New features in the Python deltalake 0.7.0 release of delta-rs
The deltalake 0.7.0 release includes exciting new features including a cleaner API for file listing operations, the ability to manually create checkpoints, and the power to fetch all the add actions of a Delta table.
This post demonstrates the new features and explains when you can use them in your production workflows. All the code snippets are in this notebook in case you’d like to follow along!
Cleaner API for file listing operations
There used to be four different DeltaTable methods to get the list of files: files()
, file_paths()
, file_uris()
, and files_by_partition()
. These varied in whether you could pass filters (to select a subset of partitions) and whether they returned relative paths or absolute URIs. In 0.7.0, we've consolidated them into two functions:
DeltaTable.files()
: get the paths of the files as they are stored in the Delta Log (usually relative, but can be absolute, particularly if they are located outside of the Delta table root). Delta tables created with the SHALLOW CLONE command will have absolute file paths for example.DeltaTable.file_uris()

■ WHAT TO WORK ON
A – Name every DeltaTable method that the deltalake 0.7.0 post says used to exist for getting the list of files.
B – Pick up the deltalake 0.7.0 post from its last line and keep writing it.

■ DATA EXTRACT

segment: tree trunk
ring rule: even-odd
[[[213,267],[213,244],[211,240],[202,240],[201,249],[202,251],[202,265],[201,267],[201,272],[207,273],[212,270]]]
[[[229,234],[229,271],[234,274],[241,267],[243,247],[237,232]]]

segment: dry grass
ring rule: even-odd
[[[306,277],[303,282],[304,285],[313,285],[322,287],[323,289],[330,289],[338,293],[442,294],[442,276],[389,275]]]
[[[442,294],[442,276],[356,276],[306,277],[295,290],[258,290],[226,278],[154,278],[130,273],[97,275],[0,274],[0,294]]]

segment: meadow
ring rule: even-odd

...

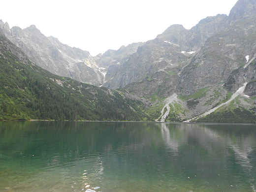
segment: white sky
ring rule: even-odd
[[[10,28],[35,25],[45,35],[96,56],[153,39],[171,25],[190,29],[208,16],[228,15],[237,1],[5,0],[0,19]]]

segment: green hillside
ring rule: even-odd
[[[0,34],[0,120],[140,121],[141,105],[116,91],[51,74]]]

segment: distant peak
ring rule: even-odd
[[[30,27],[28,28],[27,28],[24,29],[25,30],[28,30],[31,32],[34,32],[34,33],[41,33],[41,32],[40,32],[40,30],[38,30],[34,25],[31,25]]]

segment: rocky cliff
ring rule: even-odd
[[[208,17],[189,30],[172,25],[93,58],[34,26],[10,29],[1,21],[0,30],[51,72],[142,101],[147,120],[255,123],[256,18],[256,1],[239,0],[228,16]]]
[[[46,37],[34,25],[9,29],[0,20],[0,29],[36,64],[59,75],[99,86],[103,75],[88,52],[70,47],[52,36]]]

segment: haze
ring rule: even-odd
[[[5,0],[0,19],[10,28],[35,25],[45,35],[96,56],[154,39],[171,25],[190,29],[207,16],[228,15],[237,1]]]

==

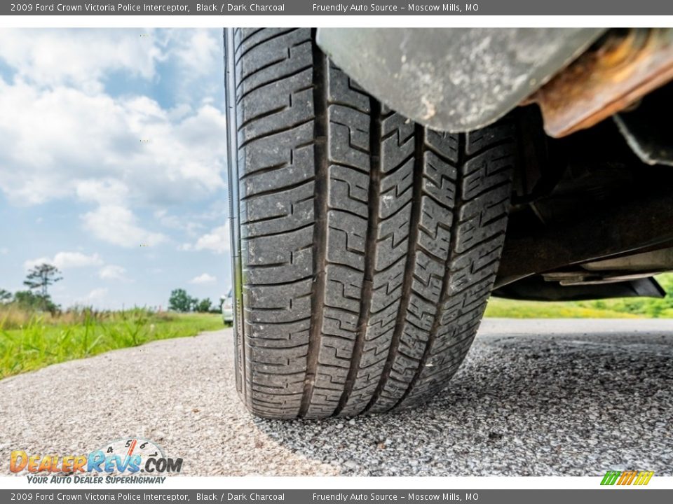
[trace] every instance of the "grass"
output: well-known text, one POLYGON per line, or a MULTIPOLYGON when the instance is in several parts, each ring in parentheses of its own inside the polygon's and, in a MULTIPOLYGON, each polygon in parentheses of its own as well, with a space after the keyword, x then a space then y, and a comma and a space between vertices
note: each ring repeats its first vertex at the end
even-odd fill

■ RESULTS OF THE EXERCISE
A – files(), file_paths(), file_uris(), files_by_partition()

B –
: get the absolute URIs for the files.
Both of these functions optionally accept partition filters. Let’s create a Delta table to demonstrate this functionality:
import pandas as pd
from deltalake import DeltaTable, write_deltalake
example_df = pd.DataFrame({
"part": ["a", "a", "b", "b"],
"value": [1, 2, 3, 4]
})
write_deltalake(
"example_table",
example_df,
partition_by=["part"],
mode="overwrite"
)
This Delta table was partitioned by the part
column which has two distinct values, so the data will be written as follows.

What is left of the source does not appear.